## PROBLEM REQUIREMENTS
Reproduce the passage on Shell's climate claims word for word, from "The tobacco analogy" to "it’s too late!".

## EXTRACT TO READ
But that is not all. When Shell talks about an 'energy transition' and promises to be a 'net-zero' company, this reflects not just greenwashing, but also the company’s attempts to mould the future in its own image. Shell’s envisioned future is one where gas plays a significant, long-term role, and the lifespan of oil wells is extended through unfeasible, unproven and eye-wateringly expensive “carbon capture and storage” (CCS) technology. Public policy should also avoid regulation beyond setting a price on carbon, while international negotiations should ensure that remaining greenhouse gas emissions miraculously disappear through 'net zero' accounting.
Back at the landmark climate change negotiations in Copenhagen over a decade ago, Shell’s slogan was 'we’ll need to think the impossible is possible'. The company has continued to live by this ever since! This is not a sustainable future. It ignores the fact that gas is as bad as, or worse than, other fossil fuels. Burning more gas would take the world far beyond safe climate limits.
Shell’s vision assumes that fossil fuels can be decarbonised by capturing carbon dioxide emissions and storing them underground or underwater. This is not only dangerous but fanciful, being based on the assumption that 10,000 CCS facilities will be available by 2070. Currently, despite considerable hype and government subsidies, there are just 51 CCS plants globally, many of which are small-scale. A big problem with CCS (apart from the fact it feeds the idea that we can keep burning fossil fuels) is that it is 'wildly expensive' while, at the same time, renewable energy is rapidly falling in cost.
Carbon trading, another of Shell’s ‘tools’ to achieve net-zero, has been opposed by climate justice activists for the last two decades, and is linked to 'offset' schemes that shift the burden of pollution reduction onto poorer people. Shell’s support for carbon pricing should not be confused with climate ambition – this enthusiasm is actually because carbon pricing benefits the company’s core gas business. It helps gas to out-compete coal and undermines the case for other regulations, targets or renewable energy subsidies.
Finally, the latest addition to Shell’s false ‘solutions’ toolbox is the concept of 'nature-based solutions'. This is a new name for an old idea: promoting forestry (and other land use) projects as an 'offset' for continued fossil fuel use. The carbon absorbed by forests is counted and 'credits' are issued for supposed emissions savings, which can be used by Shell to justify continued extraction, refining and sale of oil and gas. This is a very risky business for the local communities that find themselves displaced by land grabs for such lucrative offsetting projects.
The reality, behind all this rhetoric, is that Shell is Europe’s biggest oil and gas company, and intends to remain so. Before the yet unknown impact of the coronavirus crisis, Shell was forecast to increase output by 38% by 2030, increasing its crude oil production by more than half and its gas production by over a quarter. Shell’s 'growth priorities' are in deep-water oil exploration and the chemicals sector. If you follow the money rather than the company’s words, it is clear that Shell intends to continue profiting from oil and gas production for as long as possible.
Shell’s climate rhetoric is designed to signal that it is the cleanest of the big oil companies. Even if that were true, which it is not, it is like claiming to make the healthiest cigarettes. In the end, they still kill you!
The tobacco analogy is far from arbitrary. In 2003, the World Health Organization acted to protect policy-making from the influence of the tobacco lobby, obliging governments to limit interactions with the tobacco industry. It is high time for the world to adopt the same approach to the fossil fuel industry. We must kick Shell and other big polluters out of the conference halls where climate policy is negotiated, and out of the EU institutions and national capitals. This would finally clear one major obstacle to taking the action urgently needed to avert climate crisis. We need Fossil Free Politics before it’s too late!

## MATERIAL SUPPLIED
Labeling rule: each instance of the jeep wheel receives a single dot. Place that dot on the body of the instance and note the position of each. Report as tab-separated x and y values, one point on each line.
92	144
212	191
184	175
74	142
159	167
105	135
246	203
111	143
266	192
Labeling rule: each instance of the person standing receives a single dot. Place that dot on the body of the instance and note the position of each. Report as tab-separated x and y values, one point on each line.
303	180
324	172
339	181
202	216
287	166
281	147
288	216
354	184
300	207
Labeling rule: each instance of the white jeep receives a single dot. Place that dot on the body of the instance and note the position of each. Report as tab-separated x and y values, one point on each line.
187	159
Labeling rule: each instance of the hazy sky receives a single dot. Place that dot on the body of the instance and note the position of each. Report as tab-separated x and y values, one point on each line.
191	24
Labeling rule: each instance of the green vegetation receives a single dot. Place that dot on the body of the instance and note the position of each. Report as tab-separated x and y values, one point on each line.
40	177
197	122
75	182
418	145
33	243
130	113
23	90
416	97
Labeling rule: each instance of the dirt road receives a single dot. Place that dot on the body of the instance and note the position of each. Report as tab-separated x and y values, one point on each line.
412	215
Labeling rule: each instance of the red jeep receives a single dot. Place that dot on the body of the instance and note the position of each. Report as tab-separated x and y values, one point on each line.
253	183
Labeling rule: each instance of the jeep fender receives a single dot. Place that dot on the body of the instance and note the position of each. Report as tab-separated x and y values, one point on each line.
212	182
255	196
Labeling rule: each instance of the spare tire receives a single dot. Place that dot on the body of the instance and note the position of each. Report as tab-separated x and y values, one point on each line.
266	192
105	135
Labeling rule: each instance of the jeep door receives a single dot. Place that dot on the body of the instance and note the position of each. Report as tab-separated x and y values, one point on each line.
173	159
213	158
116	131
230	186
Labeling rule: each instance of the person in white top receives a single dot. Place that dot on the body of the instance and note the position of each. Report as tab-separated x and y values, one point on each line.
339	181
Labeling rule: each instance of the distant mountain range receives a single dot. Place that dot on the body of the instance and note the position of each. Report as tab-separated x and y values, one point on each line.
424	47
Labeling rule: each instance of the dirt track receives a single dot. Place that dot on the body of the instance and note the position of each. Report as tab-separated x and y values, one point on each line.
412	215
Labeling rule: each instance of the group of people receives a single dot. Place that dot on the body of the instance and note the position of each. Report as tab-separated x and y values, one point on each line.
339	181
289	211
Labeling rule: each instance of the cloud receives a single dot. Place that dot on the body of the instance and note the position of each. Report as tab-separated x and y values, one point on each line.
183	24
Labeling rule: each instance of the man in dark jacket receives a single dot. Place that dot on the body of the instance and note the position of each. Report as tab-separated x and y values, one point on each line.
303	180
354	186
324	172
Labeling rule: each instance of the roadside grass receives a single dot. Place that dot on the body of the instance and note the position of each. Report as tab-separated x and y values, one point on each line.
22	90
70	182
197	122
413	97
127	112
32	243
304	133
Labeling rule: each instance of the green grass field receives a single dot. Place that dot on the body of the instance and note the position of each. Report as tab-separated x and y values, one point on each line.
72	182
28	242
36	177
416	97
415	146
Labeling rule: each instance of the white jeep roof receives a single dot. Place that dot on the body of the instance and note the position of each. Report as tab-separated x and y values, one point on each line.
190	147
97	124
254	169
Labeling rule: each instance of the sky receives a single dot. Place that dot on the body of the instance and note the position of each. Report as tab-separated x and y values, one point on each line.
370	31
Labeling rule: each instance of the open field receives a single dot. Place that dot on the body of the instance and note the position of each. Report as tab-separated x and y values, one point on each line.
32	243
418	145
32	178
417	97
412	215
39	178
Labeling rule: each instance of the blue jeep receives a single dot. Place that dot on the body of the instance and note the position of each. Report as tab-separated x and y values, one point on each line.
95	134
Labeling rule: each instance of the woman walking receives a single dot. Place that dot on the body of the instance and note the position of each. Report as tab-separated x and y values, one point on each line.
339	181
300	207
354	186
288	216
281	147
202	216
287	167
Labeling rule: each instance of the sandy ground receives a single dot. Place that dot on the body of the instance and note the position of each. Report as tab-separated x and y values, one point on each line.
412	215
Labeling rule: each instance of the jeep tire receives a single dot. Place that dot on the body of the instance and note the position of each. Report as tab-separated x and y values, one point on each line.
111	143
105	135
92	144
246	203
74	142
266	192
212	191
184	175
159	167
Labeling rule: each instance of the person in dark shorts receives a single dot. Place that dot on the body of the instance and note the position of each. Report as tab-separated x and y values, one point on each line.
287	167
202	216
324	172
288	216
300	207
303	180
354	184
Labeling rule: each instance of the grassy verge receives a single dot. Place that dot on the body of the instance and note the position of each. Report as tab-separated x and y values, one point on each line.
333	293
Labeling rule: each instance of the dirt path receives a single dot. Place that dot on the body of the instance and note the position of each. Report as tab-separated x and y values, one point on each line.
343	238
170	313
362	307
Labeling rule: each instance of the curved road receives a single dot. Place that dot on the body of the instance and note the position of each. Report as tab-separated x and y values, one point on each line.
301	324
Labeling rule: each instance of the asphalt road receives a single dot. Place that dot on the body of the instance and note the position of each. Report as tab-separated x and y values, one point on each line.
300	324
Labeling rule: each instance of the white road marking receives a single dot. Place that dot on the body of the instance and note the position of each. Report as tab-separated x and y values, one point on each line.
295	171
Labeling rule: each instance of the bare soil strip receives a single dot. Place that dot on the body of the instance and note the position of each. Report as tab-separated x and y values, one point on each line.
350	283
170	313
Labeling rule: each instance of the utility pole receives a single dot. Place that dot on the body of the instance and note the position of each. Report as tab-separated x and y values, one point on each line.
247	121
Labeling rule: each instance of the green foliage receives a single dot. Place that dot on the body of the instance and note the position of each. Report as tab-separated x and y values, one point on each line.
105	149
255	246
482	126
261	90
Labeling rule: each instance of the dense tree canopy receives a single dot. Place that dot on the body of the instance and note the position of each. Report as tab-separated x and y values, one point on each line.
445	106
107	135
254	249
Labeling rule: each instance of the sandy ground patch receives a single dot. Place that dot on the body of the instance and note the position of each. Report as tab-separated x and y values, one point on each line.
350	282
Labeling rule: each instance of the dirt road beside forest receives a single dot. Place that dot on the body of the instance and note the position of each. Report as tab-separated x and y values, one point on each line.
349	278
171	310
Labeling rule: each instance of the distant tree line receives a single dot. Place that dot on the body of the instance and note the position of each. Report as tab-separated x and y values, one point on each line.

## ANSWER BOX
The tobacco analogy is far from arbitrary. In 2003, the World Health Organization acted to protect policy-making from the influence of the tobacco lobby, obliging governments to limit interactions with the tobacco industry. It is high time for the world to adopt the same approach to the fossil fuel industry. We must kick Shell and other big polluters out of the conference halls where climate policy is negotiated, and out of the EU institutions and national capitals. This would finally clear one major obstacle to taking the action urgently needed to avert climate crisis. We need Fossil Free Politics before it’s too late!